* [What is needed]:
Your task is to extract every line from the material below exactly.

-- Opening Marker --

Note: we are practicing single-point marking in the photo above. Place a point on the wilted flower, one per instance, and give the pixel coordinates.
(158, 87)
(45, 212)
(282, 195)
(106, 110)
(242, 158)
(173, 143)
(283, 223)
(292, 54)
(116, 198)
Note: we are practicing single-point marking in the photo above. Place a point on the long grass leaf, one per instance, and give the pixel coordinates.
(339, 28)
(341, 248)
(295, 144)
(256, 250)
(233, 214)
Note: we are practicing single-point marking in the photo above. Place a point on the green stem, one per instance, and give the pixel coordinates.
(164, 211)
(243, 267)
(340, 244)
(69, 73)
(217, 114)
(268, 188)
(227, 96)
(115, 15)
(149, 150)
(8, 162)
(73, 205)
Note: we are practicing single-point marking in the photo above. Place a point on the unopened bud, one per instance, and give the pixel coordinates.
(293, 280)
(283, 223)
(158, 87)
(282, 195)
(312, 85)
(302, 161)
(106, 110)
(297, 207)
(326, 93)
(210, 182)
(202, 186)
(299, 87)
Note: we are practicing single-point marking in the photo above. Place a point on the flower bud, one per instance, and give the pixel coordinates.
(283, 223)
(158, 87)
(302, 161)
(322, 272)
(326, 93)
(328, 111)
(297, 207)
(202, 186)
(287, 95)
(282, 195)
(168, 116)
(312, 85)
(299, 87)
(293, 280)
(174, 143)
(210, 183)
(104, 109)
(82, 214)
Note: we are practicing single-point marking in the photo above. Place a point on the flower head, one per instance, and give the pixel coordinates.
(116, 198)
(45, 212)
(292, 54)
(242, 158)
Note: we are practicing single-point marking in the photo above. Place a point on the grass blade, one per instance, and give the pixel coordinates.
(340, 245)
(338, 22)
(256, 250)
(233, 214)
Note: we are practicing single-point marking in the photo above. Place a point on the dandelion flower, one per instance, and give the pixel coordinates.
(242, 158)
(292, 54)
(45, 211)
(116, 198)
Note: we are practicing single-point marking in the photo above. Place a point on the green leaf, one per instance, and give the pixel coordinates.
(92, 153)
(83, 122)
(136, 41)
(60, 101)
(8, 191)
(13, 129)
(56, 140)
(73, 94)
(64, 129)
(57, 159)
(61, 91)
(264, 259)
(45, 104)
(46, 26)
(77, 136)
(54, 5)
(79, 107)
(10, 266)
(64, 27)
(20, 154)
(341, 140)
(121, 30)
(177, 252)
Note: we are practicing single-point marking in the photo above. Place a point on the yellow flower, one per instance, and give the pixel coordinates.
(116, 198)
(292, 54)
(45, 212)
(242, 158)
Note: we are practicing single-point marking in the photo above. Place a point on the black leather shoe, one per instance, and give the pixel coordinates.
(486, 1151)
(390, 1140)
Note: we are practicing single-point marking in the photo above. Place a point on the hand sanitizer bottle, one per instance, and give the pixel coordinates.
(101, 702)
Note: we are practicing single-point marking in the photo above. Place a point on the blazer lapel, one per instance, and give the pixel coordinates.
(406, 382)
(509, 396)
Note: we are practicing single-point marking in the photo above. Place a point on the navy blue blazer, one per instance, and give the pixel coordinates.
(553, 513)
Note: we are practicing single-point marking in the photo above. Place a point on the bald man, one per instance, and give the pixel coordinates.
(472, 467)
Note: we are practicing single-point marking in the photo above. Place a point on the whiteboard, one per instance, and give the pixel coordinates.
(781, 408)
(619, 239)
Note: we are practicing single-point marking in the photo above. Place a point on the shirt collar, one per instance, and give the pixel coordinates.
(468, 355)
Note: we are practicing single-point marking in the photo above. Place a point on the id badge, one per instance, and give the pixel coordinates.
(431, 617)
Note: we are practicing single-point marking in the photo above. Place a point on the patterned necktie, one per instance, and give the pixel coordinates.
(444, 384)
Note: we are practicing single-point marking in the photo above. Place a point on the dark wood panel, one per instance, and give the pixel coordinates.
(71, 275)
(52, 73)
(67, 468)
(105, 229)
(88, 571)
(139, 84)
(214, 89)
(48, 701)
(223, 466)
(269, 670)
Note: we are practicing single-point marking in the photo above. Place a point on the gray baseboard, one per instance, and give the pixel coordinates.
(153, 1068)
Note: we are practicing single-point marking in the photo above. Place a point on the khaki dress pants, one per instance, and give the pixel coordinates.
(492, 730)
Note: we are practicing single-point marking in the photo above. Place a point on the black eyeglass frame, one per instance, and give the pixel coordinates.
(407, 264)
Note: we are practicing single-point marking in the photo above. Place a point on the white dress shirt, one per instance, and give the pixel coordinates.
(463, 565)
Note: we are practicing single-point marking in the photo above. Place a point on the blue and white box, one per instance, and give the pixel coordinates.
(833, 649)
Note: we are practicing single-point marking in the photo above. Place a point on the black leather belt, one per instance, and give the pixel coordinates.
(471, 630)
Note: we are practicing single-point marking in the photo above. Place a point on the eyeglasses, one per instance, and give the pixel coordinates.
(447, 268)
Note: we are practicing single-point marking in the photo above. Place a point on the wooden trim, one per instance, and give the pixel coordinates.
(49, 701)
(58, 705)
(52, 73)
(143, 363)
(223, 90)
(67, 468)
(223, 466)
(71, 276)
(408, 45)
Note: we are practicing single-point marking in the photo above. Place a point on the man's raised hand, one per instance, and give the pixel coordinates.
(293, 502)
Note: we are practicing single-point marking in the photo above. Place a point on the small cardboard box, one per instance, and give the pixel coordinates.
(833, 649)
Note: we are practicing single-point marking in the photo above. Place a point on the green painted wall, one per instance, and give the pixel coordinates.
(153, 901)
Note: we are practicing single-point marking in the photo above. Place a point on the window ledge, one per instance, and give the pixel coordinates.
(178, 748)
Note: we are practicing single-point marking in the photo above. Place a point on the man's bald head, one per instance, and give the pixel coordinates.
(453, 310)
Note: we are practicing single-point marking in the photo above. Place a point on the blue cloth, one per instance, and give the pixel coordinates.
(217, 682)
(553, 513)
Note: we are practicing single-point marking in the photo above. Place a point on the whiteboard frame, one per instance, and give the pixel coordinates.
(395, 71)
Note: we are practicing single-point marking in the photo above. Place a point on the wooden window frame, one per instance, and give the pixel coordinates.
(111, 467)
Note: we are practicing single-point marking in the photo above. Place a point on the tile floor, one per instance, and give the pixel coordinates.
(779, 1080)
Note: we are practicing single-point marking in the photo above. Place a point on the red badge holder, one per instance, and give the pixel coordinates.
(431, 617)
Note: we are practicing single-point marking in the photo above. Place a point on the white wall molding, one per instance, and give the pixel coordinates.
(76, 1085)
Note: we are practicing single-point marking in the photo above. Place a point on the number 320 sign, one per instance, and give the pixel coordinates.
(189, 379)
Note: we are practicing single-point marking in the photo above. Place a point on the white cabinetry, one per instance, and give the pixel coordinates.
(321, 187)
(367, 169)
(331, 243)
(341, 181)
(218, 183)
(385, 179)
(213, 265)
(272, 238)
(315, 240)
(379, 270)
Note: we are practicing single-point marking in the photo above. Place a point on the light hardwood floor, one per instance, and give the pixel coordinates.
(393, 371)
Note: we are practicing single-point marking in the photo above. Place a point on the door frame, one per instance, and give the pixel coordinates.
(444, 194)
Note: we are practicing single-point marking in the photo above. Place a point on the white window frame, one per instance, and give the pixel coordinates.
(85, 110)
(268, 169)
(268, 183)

-- Closing Marker --

* [Your response]:
Note: we are practicing single-point marking in the photo above. Place a point on the wilted flower, one per instance, and give the pixel coordinates.
(158, 87)
(45, 212)
(282, 195)
(106, 110)
(242, 158)
(173, 143)
(283, 223)
(292, 54)
(116, 198)
Note: we are practicing single-point marking in the photo above. Place a point on the long grass leaf, one per instance, and give the pixel coordinates.
(339, 28)
(341, 248)
(295, 144)
(256, 250)
(233, 214)
Note: we are practicing single-point marking in the photo above. Place a point on the green stem, one per instance, and give the pixel coordinates.
(164, 211)
(243, 267)
(340, 244)
(69, 73)
(217, 114)
(268, 188)
(227, 96)
(115, 15)
(149, 150)
(8, 162)
(73, 205)
Note: we are practicing single-point marking in the photo above. Place a point on the unopened bud, one per instance, and give the pixel coordinates.
(293, 280)
(283, 223)
(158, 87)
(282, 195)
(312, 85)
(302, 161)
(106, 110)
(297, 207)
(326, 93)
(210, 182)
(202, 186)
(299, 87)
Note: we are practicing single-point marking in the photo above. Place a point on the flower bud, one per instance, and give the pixel coordinates.
(283, 223)
(158, 87)
(302, 161)
(322, 272)
(326, 93)
(328, 111)
(297, 207)
(202, 186)
(287, 95)
(282, 195)
(168, 116)
(312, 85)
(299, 87)
(293, 280)
(174, 143)
(210, 183)
(104, 109)
(82, 214)
Note: we are practicing single-point marking in the photo above. Place a point on the flower head, one per instance, and give the pixel coordinates.
(116, 198)
(45, 212)
(292, 54)
(242, 158)
Note: we are practicing single-point marking in the photo above. Place a point on the grass blade, one per instance, and give the pixel coordinates.
(340, 245)
(338, 22)
(256, 250)
(233, 214)
Note: we are practicing single-point marking in the photo above. Place a point on the dandelion flower, one per instance, and give the pixel coordinates.
(242, 158)
(292, 54)
(45, 211)
(116, 198)
Note: we are practicing single-point marking in the photo above. Place a point on the green leaf, one per instance, and give the pixel coordinates.
(92, 153)
(83, 122)
(136, 41)
(60, 101)
(8, 191)
(13, 129)
(56, 140)
(73, 94)
(64, 129)
(57, 159)
(61, 91)
(264, 259)
(45, 104)
(46, 26)
(77, 136)
(54, 5)
(79, 107)
(10, 266)
(64, 27)
(20, 154)
(341, 140)
(121, 30)
(177, 252)
Note: we are practicing single-point marking in the photo above. Place a point on the yellow flower, one per instance, and give the pixel coordinates.
(116, 198)
(292, 54)
(45, 212)
(242, 158)
Note: we are practicing single-point marking in the photo above. Place a point on the black leather shoe, one per instance, and give the pixel coordinates.
(486, 1151)
(390, 1140)
Note: we are practicing single-point marking in the photo above. Place a point on the hand sanitizer bottle, one per instance, and give the pixel coordinates.
(101, 702)
Note: we are practicing single-point marking in the photo above. Place a point on the blazer lapel, one per instance, and give the pixel coordinates.
(406, 382)
(509, 396)
Note: we are practicing single-point marking in the photo above. Place a point on the navy blue blazer, one per instance, and give the pixel coordinates.
(553, 513)
Note: we are practicing single-point marking in the photo above. Place a point on the bald man, one per instance, and give the pixel coordinates.
(472, 467)
Note: we are practicing single-point marking in the photo above. Place a point on the whiteboard, one per instance, and give the pixel coordinates.
(781, 408)
(619, 239)
Note: we are practicing single-point marking in the photo above. Place a point on the shirt collar, one per instance, and give the pixel coordinates.
(468, 355)
Note: we are practicing single-point marking in the photo above. Place a point on the id badge, one per instance, and give the pixel coordinates.
(431, 617)
Note: we are practicing single-point marking in the photo above. Place a point on the patterned necktie, one per instance, and give the pixel coordinates.
(444, 384)
Note: we are practicing single-point marking in the photo above. Place a point on the dark wood panel, one per instance, and give the pixel coordinates.
(71, 275)
(52, 73)
(67, 468)
(105, 229)
(88, 571)
(139, 84)
(214, 89)
(48, 701)
(223, 466)
(269, 670)
Note: we are practicing single-point marking in the photo above. Place a point on the gray baseboard, one per instance, and give the pixel coordinates.
(153, 1068)
Note: we are practicing single-point marking in the photo above. Place a point on the khaki dress pants, one per instance, and give the pixel coordinates.
(492, 730)
Note: we are practicing single-point marking in the photo above. Place a point on the black eyeglass frame, one per instance, and give the pixel coordinates.
(407, 264)
Note: we are practicing single-point marking in the photo above. Place a point on the white dress shirt, one per instance, and give the pixel coordinates.
(463, 565)
Note: we are practicing single-point marking in the photo above. Place a point on the blue and white box, one per instance, and give the pixel coordinates.
(833, 649)
Note: we are practicing single-point marking in the photo above. Place a point on the black leather belt, one per instance, and give the pixel coordinates.
(471, 630)
Note: we are practicing single-point marking in the photo above. Place a point on the eyeglasses, one per instance, and give the pixel coordinates.
(447, 268)
Note: we are practicing single-point marking in the photo above. Place a point on the wooden trim, one per instance, and give the pixel coordinates.
(49, 701)
(58, 705)
(52, 73)
(143, 363)
(223, 90)
(67, 468)
(223, 466)
(71, 276)
(408, 45)
Note: we are practicing single-point marking in the photo above. Place a point on the man's raised hand, one per instance, and give the pixel coordinates.
(293, 502)
Note: we are practicing single-point marking in the photo above. Place a point on the small cardboard box, one per instance, and give the pixel coordinates.
(833, 649)
Note: we are practicing single-point marking in the photo above. Place a point on the green painted wall, one per instance, and give the pixel coordinates.
(153, 901)
Note: we are practicing single-point marking in the photo above. Place a point on the window ledge, one per instance, and give the pixel coordinates.
(178, 748)
Note: we are practicing single-point marking in the photo above. Place a point on the man's bald head, one per instance, and give the pixel coordinates.
(453, 310)
Note: we are practicing single-point marking in the photo above. Place a point on the blue cloth, one per instance, and give the pixel coordinates.
(217, 682)
(553, 513)
Note: we are practicing single-point marking in the photo above. Place a point on the whiteboard frame, one per instance, and give the pixel coordinates.
(395, 71)
Note: we are practicing single-point marking in the photo above. Place a point on the wooden window frame, one per instance, and give the pixel coordinates.
(111, 467)
Note: we are practicing single-point marking in the photo above. Place a point on the tile floor, one per instance, and give the pixel coordinates.
(779, 1080)
Note: we are practicing single-point marking in the photo above. Place a point on the red badge holder, one per instance, and give the pixel coordinates.
(431, 617)
Note: we are practicing single-point marking in the photo above. Place a point on the white wall molding, one per instance, and give the pixel coordinates.
(76, 1085)
Note: we are practicing single-point marking in the photo above. Place a point on the number 320 sign, one per instance, and give the pixel coordinates.
(189, 379)
Note: we are practicing single-point marking in the photo above. Place a point on the white cabinetry, one per instance, and give the pixel coordinates.
(321, 187)
(367, 169)
(331, 243)
(341, 181)
(218, 183)
(385, 179)
(213, 265)
(272, 238)
(315, 240)
(379, 270)
Note: we are practicing single-point marking in the photo above. Place a point on the light hardwood floor, one per instance, and give the pixel coordinates.
(393, 371)
Note: we are practicing single-point marking in the photo above. Place a point on the door frame, one per instance, and give the pixel coordinates.
(444, 194)
Note: we are practicing single-point marking in the photo above. Place a point on the white window frame, one per instance, and give the pixel coordinates.
(85, 110)
(268, 169)
(268, 183)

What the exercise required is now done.